Top of Source passage

We woke up the next morning feeling like it was Christmas Day and there were presents waiting for us, wrapped so neatly and with such great care, alluding to the precious gift that waits inside. Barack Obama is that shiny, new, and exciting gift that our country needs in a time of such apathy and disappointment. He swept this election away with dignity and poise, and he will be the Neosporin to the still open wounds caused by the Bush Administration.
After spending a full 24 hours at the Marriott, I felt like I was crawling out of my own skin. I needed to get back to St. Kitts. The air conditioning was unnaturally cold, the hotel facilities were uncomfortably sterile, and the boozed up vacationers who were trying to escape the stresses of their everyday lives were becoming too much for me to handle. After hearing a handful of karaoke songs being sung by drunken tourists, I decided it was time to go home. As the taxi brought me to my bus stop and I boarded the crowded bus with reggae playing so loudly the seats rattled, I felt myself sinking back into my newly formed element.
Driving into my village, I noticed that the thunderstorm had caused yet another power outage. It was completely pitch black at the bottom of the hill I have to walk up, aside from the occasional blinding flashes of lightening that felt like someone was flashing their headlights directly in front of my face. I was without flashlight or umbrella, until I saw a beam of light moving in front of me. It was one of my neighbors, Basil, who I had only spoken to a few times. He was sitting on his porch with some friends, and they all insisted that he walk me up to my house, and that it would be crazy for me to walk alone in the dark during a thunderstorm. Because we live in front of a mountain, the water was cascading down the hill like a waterfall, but Basil walked me all the way to my door.
The genuine hospitality that these people offer is something that I am becoming increasingly attached to and comforted by. We were even told by Peace Corps staff that in St. Kitts, the first person you call when you hear someone breaking into your house is your neighbor, because they will immediately run over and scare the intruder away. In the states, my immediate reaction would be to call the police, because they are the only people I know would really risk their lives for me, but not here in St. Kitts. The people here don’t embody the offensively cheesy stereotype of West Indians that is shown in rum or sunscreen commercials, but they are real when it comes to their emotions and moods. There is no need to be fake or equivocating with their feelings; pretending to be joyful and carefree when something may actually be weighing them down seems unnecessary to Kittitians. Because of this, the frequent bouts of friendliness, the “good mornings” people issue to everyone sitting on the bus, or the smiles strangers exchange on the streets, possess actual value and are completely and utterly real.
At the Marriott, where people are supposed to be vacationing and relieving themselves of the stresses they’ve acquired throughout the year, the number of those pure and genuine smiles were few and far between. I knew that they weren’t genuine because they weren’t contagious, and I didn’t feel my mood elevated like when I walk the streets of my village. Maybe I am being too judgmental, or maybe I was just there on the wrong day. Maybe I am just not compatible with the resort lifestyle. But after being in St. Kitts for over two months, I can safely say that I am full of love for this place, and for I am noticing myself feeling completely comfortable living on this treasure of an island.

Bottom of Source passage
Top of Records shown

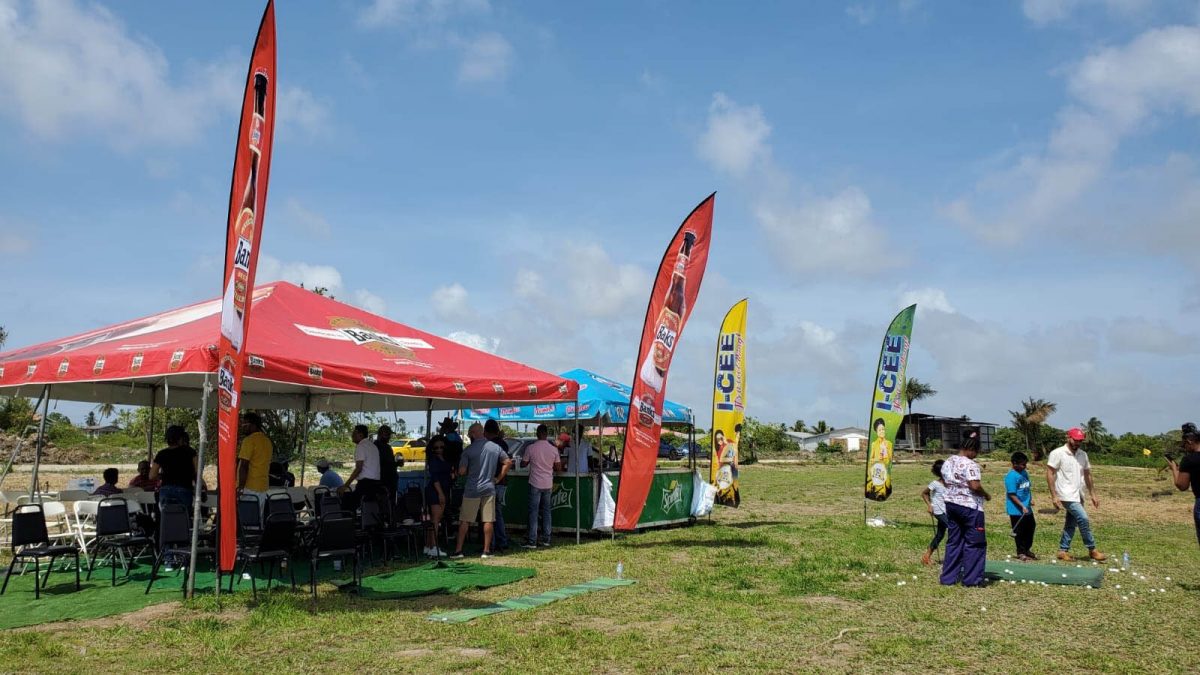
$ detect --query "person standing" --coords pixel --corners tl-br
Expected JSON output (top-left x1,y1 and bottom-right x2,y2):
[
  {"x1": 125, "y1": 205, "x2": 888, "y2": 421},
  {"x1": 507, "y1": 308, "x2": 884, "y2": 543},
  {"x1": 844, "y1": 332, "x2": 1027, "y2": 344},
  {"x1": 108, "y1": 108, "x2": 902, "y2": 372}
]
[
  {"x1": 424, "y1": 434, "x2": 454, "y2": 557},
  {"x1": 484, "y1": 419, "x2": 512, "y2": 552},
  {"x1": 1046, "y1": 426, "x2": 1108, "y2": 562},
  {"x1": 1004, "y1": 452, "x2": 1038, "y2": 561},
  {"x1": 450, "y1": 423, "x2": 512, "y2": 558},
  {"x1": 920, "y1": 460, "x2": 950, "y2": 565},
  {"x1": 238, "y1": 412, "x2": 275, "y2": 503},
  {"x1": 130, "y1": 460, "x2": 158, "y2": 492},
  {"x1": 376, "y1": 424, "x2": 404, "y2": 507},
  {"x1": 150, "y1": 424, "x2": 197, "y2": 510},
  {"x1": 317, "y1": 458, "x2": 346, "y2": 490},
  {"x1": 1166, "y1": 422, "x2": 1200, "y2": 543},
  {"x1": 337, "y1": 424, "x2": 380, "y2": 512},
  {"x1": 941, "y1": 430, "x2": 991, "y2": 586},
  {"x1": 521, "y1": 424, "x2": 563, "y2": 549}
]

Bottom of Records shown

What you should do >> Could you revise the St. Kitts passage, starting with "After spending a" and going on through "newly formed element.", with "reggae" changed to "calypso"?

Answer space >>
After spending a full 24 hours at the Marriott, I felt like I was crawling out of my own skin. I needed to get back to St. Kitts. The air conditioning was unnaturally cold, the hotel facilities were uncomfortably sterile, and the boozed up vacationers who were trying to escape the stresses of their everyday lives were becoming too much for me to handle. After hearing a handful of karaoke songs being sung by drunken tourists, I decided it was time to go home. As the taxi brought me to my bus stop and I boarded the crowded bus with calypso playing so loudly the seats rattled, I felt myself sinking back into my newly formed element.